Problem to solve:
Reproduce the line that holds "Look at the photo above. For each instance of the double-decker" together with all the lines after it up to the end of the entries.

**** Data for this exercise ****

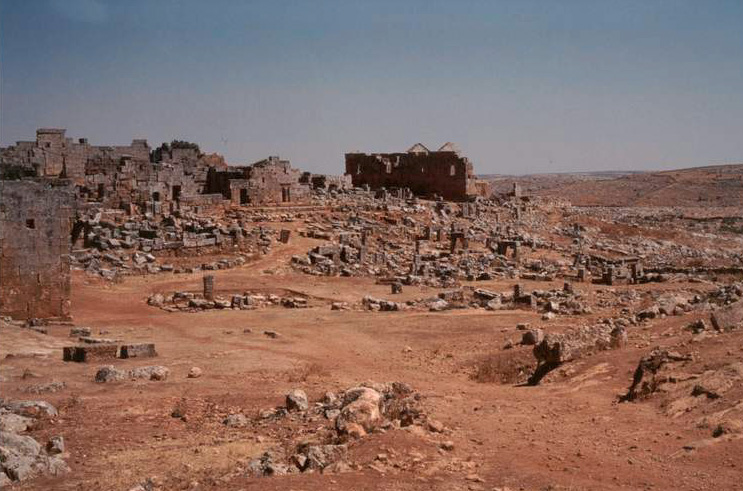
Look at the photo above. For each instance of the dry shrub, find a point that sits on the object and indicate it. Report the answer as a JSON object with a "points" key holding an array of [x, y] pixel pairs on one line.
{"points": [[304, 371], [507, 367]]}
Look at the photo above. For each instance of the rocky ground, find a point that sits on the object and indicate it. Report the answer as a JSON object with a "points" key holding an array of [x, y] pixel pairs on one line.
{"points": [[317, 366]]}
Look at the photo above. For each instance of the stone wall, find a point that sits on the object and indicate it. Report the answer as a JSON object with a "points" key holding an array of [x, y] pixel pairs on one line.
{"points": [[35, 225], [426, 173], [270, 182]]}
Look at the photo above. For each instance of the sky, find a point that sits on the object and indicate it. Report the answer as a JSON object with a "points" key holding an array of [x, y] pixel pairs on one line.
{"points": [[521, 86]]}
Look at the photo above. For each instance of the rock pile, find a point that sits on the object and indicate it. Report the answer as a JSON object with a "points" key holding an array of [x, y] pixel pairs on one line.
{"points": [[21, 456]]}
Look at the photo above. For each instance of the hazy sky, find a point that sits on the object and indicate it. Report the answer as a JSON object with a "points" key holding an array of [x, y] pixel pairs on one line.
{"points": [[521, 86]]}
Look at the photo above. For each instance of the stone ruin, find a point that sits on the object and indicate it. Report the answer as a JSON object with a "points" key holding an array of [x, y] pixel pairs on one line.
{"points": [[427, 173], [35, 224]]}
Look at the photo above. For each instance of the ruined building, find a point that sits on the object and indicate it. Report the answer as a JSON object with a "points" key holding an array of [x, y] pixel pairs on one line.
{"points": [[133, 177], [35, 225], [268, 182], [441, 173]]}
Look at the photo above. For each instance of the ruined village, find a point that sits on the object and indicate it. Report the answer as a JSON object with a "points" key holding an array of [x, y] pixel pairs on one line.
{"points": [[171, 320]]}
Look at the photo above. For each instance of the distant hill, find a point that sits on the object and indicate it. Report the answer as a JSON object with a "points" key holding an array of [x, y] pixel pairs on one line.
{"points": [[719, 185]]}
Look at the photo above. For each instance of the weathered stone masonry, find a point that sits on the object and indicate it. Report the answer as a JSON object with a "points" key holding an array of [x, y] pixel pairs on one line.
{"points": [[444, 172], [35, 224]]}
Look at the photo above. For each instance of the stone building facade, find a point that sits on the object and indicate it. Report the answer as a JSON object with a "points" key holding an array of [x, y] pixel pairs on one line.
{"points": [[269, 182], [426, 173], [122, 177], [35, 225]]}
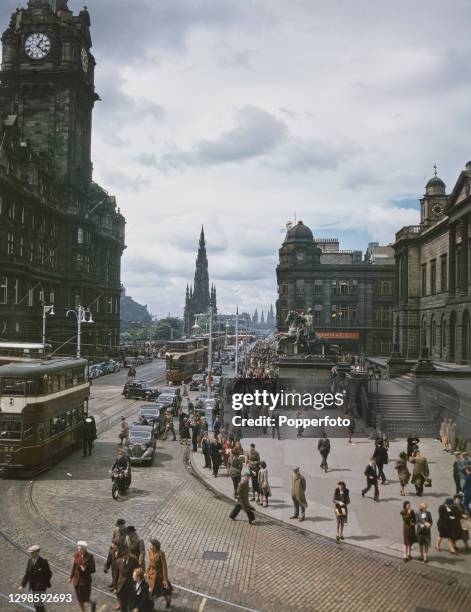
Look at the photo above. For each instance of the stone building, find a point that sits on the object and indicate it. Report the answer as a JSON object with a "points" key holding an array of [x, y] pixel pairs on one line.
{"points": [[351, 296], [200, 296], [61, 234], [433, 266]]}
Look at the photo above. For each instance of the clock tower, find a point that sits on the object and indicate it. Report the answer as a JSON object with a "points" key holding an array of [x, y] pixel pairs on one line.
{"points": [[48, 84], [433, 203]]}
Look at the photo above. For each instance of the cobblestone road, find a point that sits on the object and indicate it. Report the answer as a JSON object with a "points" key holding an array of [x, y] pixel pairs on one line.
{"points": [[266, 567]]}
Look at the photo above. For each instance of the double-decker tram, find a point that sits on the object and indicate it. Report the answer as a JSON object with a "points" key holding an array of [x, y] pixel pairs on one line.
{"points": [[42, 408]]}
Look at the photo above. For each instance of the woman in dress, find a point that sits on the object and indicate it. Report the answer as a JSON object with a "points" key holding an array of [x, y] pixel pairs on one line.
{"points": [[81, 575], [408, 529], [424, 524], [341, 501], [264, 485], [448, 525], [463, 519], [402, 471], [157, 573]]}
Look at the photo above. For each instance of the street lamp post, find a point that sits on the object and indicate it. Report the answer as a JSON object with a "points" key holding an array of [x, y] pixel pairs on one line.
{"points": [[81, 316], [47, 310], [236, 361]]}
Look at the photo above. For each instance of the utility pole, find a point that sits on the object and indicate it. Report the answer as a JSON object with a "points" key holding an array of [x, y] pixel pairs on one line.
{"points": [[236, 362]]}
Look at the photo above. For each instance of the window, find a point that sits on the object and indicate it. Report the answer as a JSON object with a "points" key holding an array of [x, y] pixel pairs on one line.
{"points": [[317, 313], [10, 243], [3, 290], [433, 277], [444, 273]]}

****

Output of the exercise:
Look at the photo above. For each instance of the double-decker tram, find a point that sits on the object and indicate it. Report the answer as a JSON object with a "points" key holding an array of [x, y] pixel pairs on one line.
{"points": [[42, 408]]}
Look at the photo above. For each instance of the woman in dress, find a point that sits on the object and indicate it. Report the answer as a JSON object with a "points" key holding an array of [x, y] pixel pairs on one line.
{"points": [[81, 575], [408, 529], [424, 524], [341, 501], [264, 485], [448, 525], [463, 519], [402, 471], [157, 573]]}
Look at the photo above. For each instance of the street lamp post, find a point that sits on the object and indicate it. Report the answer as a JSON object with a "points" key holding an array of [x, y] pixel pairs on one line.
{"points": [[81, 316], [47, 310], [236, 361]]}
Look at the photo above. For each instance of the utility pole, find a point that sits on the object and indicate it. Report the answer as a JSON object with a "points" key holding an array of [x, y] pixel pairs on one line.
{"points": [[236, 362]]}
Look at the photo above. For each instance of the window, find a point that sits on the object and indicate it. Report the answer as a JSON object with a "points" key holding an array of [x, y] pixel pairs on one line.
{"points": [[317, 313], [10, 243], [3, 290], [433, 277], [444, 273]]}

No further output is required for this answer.